## Data for processing
· · ·
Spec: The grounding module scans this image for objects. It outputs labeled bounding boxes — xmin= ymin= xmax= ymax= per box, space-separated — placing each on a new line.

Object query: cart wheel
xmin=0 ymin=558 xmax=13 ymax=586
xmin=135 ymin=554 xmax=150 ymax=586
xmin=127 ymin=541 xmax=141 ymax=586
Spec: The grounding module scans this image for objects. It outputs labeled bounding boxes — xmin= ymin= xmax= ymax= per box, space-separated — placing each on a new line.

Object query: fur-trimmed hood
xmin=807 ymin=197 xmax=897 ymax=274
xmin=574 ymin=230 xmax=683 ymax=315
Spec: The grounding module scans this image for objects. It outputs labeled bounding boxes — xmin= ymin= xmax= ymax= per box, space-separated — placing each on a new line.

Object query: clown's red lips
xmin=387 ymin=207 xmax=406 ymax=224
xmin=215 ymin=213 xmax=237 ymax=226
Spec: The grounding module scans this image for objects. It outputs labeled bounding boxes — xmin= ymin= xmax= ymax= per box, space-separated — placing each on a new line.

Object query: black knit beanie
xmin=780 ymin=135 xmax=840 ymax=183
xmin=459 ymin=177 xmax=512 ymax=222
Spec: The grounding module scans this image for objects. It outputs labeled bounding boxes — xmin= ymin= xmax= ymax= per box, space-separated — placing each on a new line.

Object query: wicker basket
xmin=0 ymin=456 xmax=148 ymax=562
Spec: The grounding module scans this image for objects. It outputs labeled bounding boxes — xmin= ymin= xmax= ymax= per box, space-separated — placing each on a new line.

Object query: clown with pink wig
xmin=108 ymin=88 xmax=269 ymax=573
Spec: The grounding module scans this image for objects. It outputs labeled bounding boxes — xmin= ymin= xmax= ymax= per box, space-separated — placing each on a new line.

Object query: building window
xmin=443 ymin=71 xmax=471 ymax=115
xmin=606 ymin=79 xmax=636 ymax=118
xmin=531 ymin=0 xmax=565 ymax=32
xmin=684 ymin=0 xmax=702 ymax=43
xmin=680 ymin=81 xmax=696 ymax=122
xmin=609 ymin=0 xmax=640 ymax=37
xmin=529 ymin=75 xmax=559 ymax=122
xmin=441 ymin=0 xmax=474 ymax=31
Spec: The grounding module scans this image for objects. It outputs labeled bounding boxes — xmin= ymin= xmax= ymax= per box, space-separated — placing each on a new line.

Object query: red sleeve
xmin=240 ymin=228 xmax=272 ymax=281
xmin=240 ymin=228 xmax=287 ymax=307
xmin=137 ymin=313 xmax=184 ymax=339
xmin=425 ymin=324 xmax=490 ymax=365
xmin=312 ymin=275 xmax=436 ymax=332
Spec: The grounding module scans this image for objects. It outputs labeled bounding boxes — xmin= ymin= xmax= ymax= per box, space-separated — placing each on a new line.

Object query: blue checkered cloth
· · ·
## Set problem
Gather every line of the rows above that contains the string "query", and copy each one out in full.

## Response to this exercise
Object query: cart wheel
Object query: fur-trimmed hood
Object query: clown's red lips
Object query: black knit beanie
Object query: wicker basket
Object query: clown with pink wig
Object query: building window
Object query: red sleeve
Object query: blue checkered cloth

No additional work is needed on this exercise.